#### WHAT THE TASK ASKS
When you reach the line in the listing below that contains "Indicate the yellow", begin returning lines exactly as written, and stop after the line that contains "Indicate the rice field". Return no other lines.

#### PROVIDED RECORDS
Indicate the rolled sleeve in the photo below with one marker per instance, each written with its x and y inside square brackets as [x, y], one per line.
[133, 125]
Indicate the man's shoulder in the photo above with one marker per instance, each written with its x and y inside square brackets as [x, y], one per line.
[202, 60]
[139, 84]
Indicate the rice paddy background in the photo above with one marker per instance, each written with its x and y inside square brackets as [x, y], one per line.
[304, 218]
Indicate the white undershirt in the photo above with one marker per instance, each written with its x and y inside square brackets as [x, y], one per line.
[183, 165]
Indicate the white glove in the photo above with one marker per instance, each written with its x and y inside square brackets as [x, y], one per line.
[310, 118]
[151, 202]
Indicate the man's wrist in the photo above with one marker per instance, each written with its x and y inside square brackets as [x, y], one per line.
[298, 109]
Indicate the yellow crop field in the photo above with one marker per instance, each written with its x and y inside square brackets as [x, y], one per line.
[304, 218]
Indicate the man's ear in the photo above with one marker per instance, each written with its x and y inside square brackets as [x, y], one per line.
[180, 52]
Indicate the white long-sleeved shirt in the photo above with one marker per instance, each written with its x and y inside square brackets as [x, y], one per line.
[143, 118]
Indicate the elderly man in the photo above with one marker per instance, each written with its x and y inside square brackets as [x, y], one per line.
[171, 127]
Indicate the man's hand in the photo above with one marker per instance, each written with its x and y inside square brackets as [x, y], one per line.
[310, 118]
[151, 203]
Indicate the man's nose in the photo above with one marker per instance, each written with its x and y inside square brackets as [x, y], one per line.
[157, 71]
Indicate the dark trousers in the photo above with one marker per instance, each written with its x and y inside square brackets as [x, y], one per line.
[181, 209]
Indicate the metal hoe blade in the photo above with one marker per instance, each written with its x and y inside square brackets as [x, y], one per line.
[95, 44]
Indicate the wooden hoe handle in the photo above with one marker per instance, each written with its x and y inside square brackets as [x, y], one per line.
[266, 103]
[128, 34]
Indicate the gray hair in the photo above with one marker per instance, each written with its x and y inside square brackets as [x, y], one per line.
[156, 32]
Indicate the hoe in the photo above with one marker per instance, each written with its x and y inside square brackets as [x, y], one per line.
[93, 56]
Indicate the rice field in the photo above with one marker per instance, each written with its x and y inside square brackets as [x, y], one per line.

...

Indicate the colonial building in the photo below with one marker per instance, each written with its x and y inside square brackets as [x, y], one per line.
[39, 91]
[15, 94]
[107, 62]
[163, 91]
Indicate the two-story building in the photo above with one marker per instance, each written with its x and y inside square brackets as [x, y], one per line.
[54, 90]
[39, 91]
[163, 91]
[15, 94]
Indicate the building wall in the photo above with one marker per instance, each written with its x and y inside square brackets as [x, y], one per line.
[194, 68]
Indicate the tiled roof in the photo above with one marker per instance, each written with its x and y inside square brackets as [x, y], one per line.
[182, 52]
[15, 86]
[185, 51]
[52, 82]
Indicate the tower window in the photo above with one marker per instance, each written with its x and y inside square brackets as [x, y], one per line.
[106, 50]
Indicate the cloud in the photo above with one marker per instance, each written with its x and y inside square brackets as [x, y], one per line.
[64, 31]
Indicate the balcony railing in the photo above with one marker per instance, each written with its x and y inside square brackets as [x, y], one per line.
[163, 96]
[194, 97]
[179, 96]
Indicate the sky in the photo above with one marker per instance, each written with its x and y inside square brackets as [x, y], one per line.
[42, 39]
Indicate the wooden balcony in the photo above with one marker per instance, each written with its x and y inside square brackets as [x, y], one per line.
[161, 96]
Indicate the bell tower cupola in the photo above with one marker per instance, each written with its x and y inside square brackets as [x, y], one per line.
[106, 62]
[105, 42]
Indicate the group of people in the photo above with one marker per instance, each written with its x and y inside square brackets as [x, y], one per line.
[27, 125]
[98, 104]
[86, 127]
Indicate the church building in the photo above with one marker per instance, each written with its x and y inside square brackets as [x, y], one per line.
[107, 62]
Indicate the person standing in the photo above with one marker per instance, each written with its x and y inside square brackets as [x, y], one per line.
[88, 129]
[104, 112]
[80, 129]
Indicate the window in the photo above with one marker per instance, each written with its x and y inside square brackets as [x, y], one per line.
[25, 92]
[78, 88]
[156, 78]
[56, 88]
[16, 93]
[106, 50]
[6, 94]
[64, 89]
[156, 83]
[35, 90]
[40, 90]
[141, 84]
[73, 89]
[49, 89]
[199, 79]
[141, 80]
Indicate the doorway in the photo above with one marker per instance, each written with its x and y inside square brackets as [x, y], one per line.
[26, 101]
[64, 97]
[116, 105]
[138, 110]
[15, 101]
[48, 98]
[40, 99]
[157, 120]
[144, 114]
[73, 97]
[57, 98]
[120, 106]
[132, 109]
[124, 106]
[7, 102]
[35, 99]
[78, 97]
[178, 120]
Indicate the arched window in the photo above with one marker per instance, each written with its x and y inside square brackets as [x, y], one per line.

#### RESPONSE
Indicate the yellow crop field in the photo above with one marker per instance, each written with its x and y inside square brackets as [x, y], one per line.
[304, 218]
Indicate the man's ear in the photo above with one marker per instance, each written with its x and y inside square brackets as [x, y], one per line.
[180, 52]
Indicate the white long-sleeved shirt in the photo above with one marker per instance, each written with its x and y inside square brackets as [x, y], one per line.
[143, 118]
Indicate the elderly man in the photo above with one marker per instance, each written with its x and y inside square brackets as [x, y], one per line.
[171, 127]
Indicate the man's hand in the photo above with one marker per instance, each written with its x and y inside square brackets as [x, y], one per line.
[310, 118]
[151, 203]
Indicate the man's nose in the photo above with one marker per instance, each written with its x and y inside square brackets as [x, y], one per line.
[157, 71]
Indicate the dark trousers in the photo above with one marker per instance, each written with its x and y inside square brackets as [x, y], one per line.
[181, 209]
Indicate the metal hoe blade in the photo above with one marker per instance, each written with its x and y inside square brackets as [x, y], one per line.
[95, 44]
Indicate the wooden hoe handle in the photo above with one marker per instance, each written with its x and y inside square brackets as [x, y], one per line.
[266, 103]
[128, 34]
Indicate the gray hair in the photo above with one marker per instance, each written with its x and y inside square brackets as [x, y], one per line.
[156, 32]
Indicate the hoe in the photo above with one marker per instance, each written with its x and y inside square brackets as [x, y], one per line.
[93, 56]
Indicate the rice field in the photo above with one marker per instance, each written with its x and y inside square brackets as [x, y], one per line.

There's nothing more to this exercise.